Your task:
Can you render all the entries below as a numbered list, leaving out any blank lines?

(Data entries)
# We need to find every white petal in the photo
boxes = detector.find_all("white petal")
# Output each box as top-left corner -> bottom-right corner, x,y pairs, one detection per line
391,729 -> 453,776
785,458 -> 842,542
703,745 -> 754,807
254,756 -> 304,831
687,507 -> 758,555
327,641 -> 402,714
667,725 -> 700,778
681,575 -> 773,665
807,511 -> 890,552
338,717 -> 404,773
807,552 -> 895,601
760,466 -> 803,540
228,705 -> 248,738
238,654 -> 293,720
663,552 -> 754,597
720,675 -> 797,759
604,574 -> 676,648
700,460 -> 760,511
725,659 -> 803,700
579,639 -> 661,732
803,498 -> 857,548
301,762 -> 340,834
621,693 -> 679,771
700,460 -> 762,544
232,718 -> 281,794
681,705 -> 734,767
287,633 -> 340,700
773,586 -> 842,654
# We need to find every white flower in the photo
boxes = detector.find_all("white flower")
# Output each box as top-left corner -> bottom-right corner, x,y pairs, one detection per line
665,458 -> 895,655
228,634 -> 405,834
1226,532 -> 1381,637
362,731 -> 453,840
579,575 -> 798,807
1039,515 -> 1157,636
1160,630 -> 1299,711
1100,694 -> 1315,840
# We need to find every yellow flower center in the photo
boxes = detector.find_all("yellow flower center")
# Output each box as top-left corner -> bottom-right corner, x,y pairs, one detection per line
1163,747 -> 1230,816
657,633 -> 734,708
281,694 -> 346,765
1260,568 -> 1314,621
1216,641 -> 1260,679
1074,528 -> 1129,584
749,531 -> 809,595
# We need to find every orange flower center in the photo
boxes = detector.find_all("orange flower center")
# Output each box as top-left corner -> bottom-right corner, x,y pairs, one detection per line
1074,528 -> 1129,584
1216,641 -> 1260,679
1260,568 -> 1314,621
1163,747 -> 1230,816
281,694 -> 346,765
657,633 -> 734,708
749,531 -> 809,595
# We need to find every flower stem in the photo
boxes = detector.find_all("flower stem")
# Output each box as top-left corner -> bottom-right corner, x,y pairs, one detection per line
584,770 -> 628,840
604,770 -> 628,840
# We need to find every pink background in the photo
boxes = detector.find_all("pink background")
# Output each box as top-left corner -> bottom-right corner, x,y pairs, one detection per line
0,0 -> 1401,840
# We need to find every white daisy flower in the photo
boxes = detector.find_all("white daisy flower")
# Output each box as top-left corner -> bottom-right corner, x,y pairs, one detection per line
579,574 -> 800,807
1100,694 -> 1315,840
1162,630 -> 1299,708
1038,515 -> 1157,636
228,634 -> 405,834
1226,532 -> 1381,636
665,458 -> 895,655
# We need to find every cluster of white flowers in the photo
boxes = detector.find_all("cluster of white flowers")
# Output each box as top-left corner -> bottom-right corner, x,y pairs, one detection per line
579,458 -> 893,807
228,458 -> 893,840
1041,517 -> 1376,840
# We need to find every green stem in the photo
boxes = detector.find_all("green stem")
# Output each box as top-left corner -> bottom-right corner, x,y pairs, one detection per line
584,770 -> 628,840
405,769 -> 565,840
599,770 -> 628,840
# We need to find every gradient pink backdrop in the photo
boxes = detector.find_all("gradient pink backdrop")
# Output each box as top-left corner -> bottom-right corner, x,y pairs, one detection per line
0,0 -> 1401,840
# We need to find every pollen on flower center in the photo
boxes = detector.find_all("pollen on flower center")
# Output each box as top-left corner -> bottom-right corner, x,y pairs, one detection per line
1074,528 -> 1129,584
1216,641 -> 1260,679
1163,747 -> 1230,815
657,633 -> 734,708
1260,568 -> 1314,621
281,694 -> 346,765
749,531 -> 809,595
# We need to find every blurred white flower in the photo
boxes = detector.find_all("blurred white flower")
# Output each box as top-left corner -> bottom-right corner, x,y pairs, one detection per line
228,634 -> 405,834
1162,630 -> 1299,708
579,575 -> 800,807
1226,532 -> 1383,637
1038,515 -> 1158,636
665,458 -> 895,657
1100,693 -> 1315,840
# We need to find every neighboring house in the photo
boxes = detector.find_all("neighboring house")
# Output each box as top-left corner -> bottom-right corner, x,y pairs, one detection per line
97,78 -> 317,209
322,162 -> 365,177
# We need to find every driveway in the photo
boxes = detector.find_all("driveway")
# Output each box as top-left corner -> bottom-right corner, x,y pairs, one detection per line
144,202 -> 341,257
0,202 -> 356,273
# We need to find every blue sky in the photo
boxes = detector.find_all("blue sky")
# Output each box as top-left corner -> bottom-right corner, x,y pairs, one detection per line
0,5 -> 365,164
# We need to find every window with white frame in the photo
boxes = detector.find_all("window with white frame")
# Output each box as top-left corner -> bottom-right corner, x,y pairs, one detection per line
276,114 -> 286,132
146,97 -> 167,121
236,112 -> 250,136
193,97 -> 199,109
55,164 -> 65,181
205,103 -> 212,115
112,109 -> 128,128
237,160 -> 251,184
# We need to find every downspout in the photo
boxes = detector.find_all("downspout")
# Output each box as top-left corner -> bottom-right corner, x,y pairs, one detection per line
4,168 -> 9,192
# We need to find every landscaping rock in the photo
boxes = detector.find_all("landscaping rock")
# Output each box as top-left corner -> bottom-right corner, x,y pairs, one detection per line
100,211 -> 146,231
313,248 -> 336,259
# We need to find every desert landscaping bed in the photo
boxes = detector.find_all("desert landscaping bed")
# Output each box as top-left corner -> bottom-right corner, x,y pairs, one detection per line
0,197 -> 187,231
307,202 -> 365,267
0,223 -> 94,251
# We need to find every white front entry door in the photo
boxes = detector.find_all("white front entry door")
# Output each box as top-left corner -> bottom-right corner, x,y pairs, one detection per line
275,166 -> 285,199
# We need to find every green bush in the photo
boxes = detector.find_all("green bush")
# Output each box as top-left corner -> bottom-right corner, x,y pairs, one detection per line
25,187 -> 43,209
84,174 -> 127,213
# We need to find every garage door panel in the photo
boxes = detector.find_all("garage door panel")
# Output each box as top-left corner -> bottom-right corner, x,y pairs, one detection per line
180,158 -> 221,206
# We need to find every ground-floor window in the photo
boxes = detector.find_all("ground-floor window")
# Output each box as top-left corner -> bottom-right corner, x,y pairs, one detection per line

Right answer:
1. # We need to find every white petal in the photo
2. boxes = detector.find_all("white petal")
3. # Output each box as top-left corner -> bottom-right corner, x,y pairs, one detection per line
4. 391,729 -> 453,776
5. 785,458 -> 842,542
6. 703,745 -> 754,807
7. 254,756 -> 304,831
8. 687,507 -> 758,555
9. 327,641 -> 402,714
10. 667,725 -> 700,778
11. 681,575 -> 773,665
12. 807,511 -> 890,552
13. 338,717 -> 404,773
14. 807,552 -> 895,601
15. 760,466 -> 803,540
16. 228,705 -> 248,738
17. 238,654 -> 293,720
18. 663,552 -> 754,597
19. 720,675 -> 797,759
20. 604,574 -> 676,648
21. 700,460 -> 760,511
22. 725,659 -> 803,700
23. 579,639 -> 661,732
24. 803,498 -> 857,548
25. 301,762 -> 340,834
26. 621,693 -> 679,771
27. 700,460 -> 762,544
28. 232,718 -> 281,794
29. 681,705 -> 734,767
30. 287,633 -> 340,700
31. 773,586 -> 842,654
32. # We need to find every white flower in the photo
33. boxes = detector.find_all("white flower")
34. # Output each box as top-left corner -> bottom-right corner, x,y pairs, one detection per line
35. 665,458 -> 895,655
36. 228,634 -> 405,834
37. 1226,532 -> 1381,637
38. 362,731 -> 453,840
39. 579,575 -> 798,807
40. 1039,515 -> 1157,636
41. 1160,630 -> 1299,711
42. 1100,694 -> 1315,840
43. # We need to find every yellow flower center in the photo
44. boxes = detector.find_all("yellow flower center")
45. # Output each box as top-left corner -> bottom-right corner, x,y pairs, one detection per line
46. 1163,747 -> 1230,816
47. 657,633 -> 734,708
48. 281,694 -> 346,765
49. 1260,568 -> 1314,621
50. 1216,641 -> 1260,679
51. 1074,528 -> 1129,584
52. 749,531 -> 809,595
53. # We need to find every orange flower center in the photo
54. boxes = detector.find_all("orange flower center")
55. # Output each box as top-left corner -> bottom-right corner, x,y pairs, one detection per line
56. 1074,528 -> 1129,584
57. 1216,641 -> 1260,679
58. 1260,568 -> 1314,621
59. 1163,747 -> 1230,816
60. 281,694 -> 346,765
61. 657,633 -> 734,708
62. 749,531 -> 809,595
63. # We need to find every flower stem in the photo
64. boxes = detector.find_all("flower stem")
65. # Output each box as top-left corner -> bottom-right corner, x,y pairs, one detection per line
66. 584,770 -> 628,840
67. 604,770 -> 628,840
68. # We need to find every pink background in the photo
69. boxes = detector.find_all("pink background")
70. # Output each box as top-left corner -> bottom-right corner, x,y pairs, one detection per line
71. 0,0 -> 1401,840
72. # We need to find every white daisy flower in the photo
73. boxes = detector.find_all("white daisy flower")
74. # Output each box as top-left corner -> bottom-right corner, x,y pairs, one detection per line
75. 579,574 -> 800,807
76. 1100,694 -> 1315,840
77. 1162,630 -> 1299,708
78. 1038,515 -> 1157,636
79. 228,634 -> 405,834
80. 1226,532 -> 1381,636
81. 665,458 -> 895,655
82. # We need to find every cluster of white flowers in the photo
83. boxes = detector.find_all("cluster of white flowers")
84. # Output each box as top-left corner -> bottom-right corner, x,y pairs, one detection per line
85. 579,458 -> 893,807
86. 228,458 -> 893,840
87. 1041,517 -> 1376,840
88. # We need to find every green stem in the photo
89. boxes = detector.find_all("green stem")
90. # Output each box as top-left corner -> bottom-right corner, x,y pairs, one detection per line
91. 584,770 -> 628,840
92. 405,769 -> 565,840
93. 599,770 -> 628,840
94. # We need to find every gradient pink backdrop in the photo
95. boxes = detector.find_all("gradient pink backdrop")
96. # Output each box as top-left corner -> bottom-right corner, x,y pairs, one detection per line
97. 0,0 -> 1401,840
98. # We need to find every pollen on flower center in the photo
99. boxes = detector.find_all("pollen on flower center")
100. # Output each box as top-left corner -> bottom-right corner, x,y pairs, one detection per line
101. 1074,528 -> 1129,584
102. 1216,641 -> 1260,679
103. 1163,747 -> 1230,815
104. 657,633 -> 734,708
105. 1260,568 -> 1314,621
106. 281,694 -> 346,765
107. 749,531 -> 809,595
108. # We need to find every blurred white flower in the photo
109. boxes = detector.find_all("blurred white flower")
110. # Output each box as top-left corner -> bottom-right corner, x,y pairs, one detection per line
111. 228,634 -> 405,834
112. 1162,630 -> 1299,708
113. 579,575 -> 800,807
114. 1226,532 -> 1383,637
115. 1038,515 -> 1158,636
116. 665,458 -> 895,657
117. 1100,693 -> 1315,840
118. # We need to find every neighboring house in the photo
119. boxes = detector.find_all("neighboring house")
120. # Output each box as top-left corner -> bottom-right corner, x,y pairs, one detection per line
121. 97,78 -> 317,209
122. 322,162 -> 365,177
123. # We need to find every driveway in the photo
124. boxes = detector.find_all("driveway")
125. # Output each box as top-left corner -> bottom-right corner, x,y pairs, one detection per line
126. 144,202 -> 341,257
127. 0,202 -> 356,273
128. # We need to find every blue sky in the photo
129. boxes = detector.find_all("blue sky")
130. # Output each box as top-left corner -> bottom-right corner, x,y pairs, one detection per line
131. 0,5 -> 365,164
132. # We need to find every window with white frame in the photo
133. boxes = detector.find_all("window with white frame")
134. # Output each box as top-left corner -> bottom-right corner, x,y pairs, one detection per line
135. 276,114 -> 286,132
136. 146,97 -> 167,121
137. 236,112 -> 250,136
138. 193,97 -> 199,109
139. 55,164 -> 65,181
140. 205,103 -> 212,115
141. 112,109 -> 128,128
142. 237,160 -> 251,184
143. # We need to find every downspout in the photo
144. boxes = detector.find_all("downspout")
145. # Output each box as top-left corner -> bottom-right corner, x,y pairs, one detection per line
146. 4,168 -> 9,192
147. # We need to find every landscaping rock in the photo
148. boxes = detector.find_all("landscaping rock")
149. # Output each box as top-left corner -> bottom-right corner, x,y pairs, one detection per line
150. 100,211 -> 146,231
151. 313,248 -> 336,259
152. # We need to find every desert landscaping bed in the photo
153. boxes = detector.find_all("desert landscaping bed")
154. # Output each box as top-left corner -> bottom-right corner, x,y pairs, one detection per line
155. 0,197 -> 187,231
156. 307,202 -> 365,267
157. 0,223 -> 94,251
158. # We need to find every white front entry door in the photo
159. boxes = detector.find_all("white front entry door")
160. # Output each box as top-left corner -> bottom-right corner, x,y pairs, one detection per line
161. 275,166 -> 285,199
162. # We need to find every green bush in the photo
163. boxes = detector.find_all("green bush")
164. # Output each box as top-left corner -> bottom-right corner, x,y pairs, one detection per line
165. 25,187 -> 43,209
166. 84,174 -> 127,213
167. # We need to find every garage door panel in the photo
168. boxes = detector.find_all("garage door panel")
169. # Output each box as top-left corner -> bottom-right corner, x,y pairs, one detection per line
170. 180,158 -> 221,206
171. # We need to find every ground-floor window in the photo
172. boxes = detector.find_all("ground-floor window")
173. # Output each box as top-left corner -> bottom-right corner, x,y pairs, one detection per line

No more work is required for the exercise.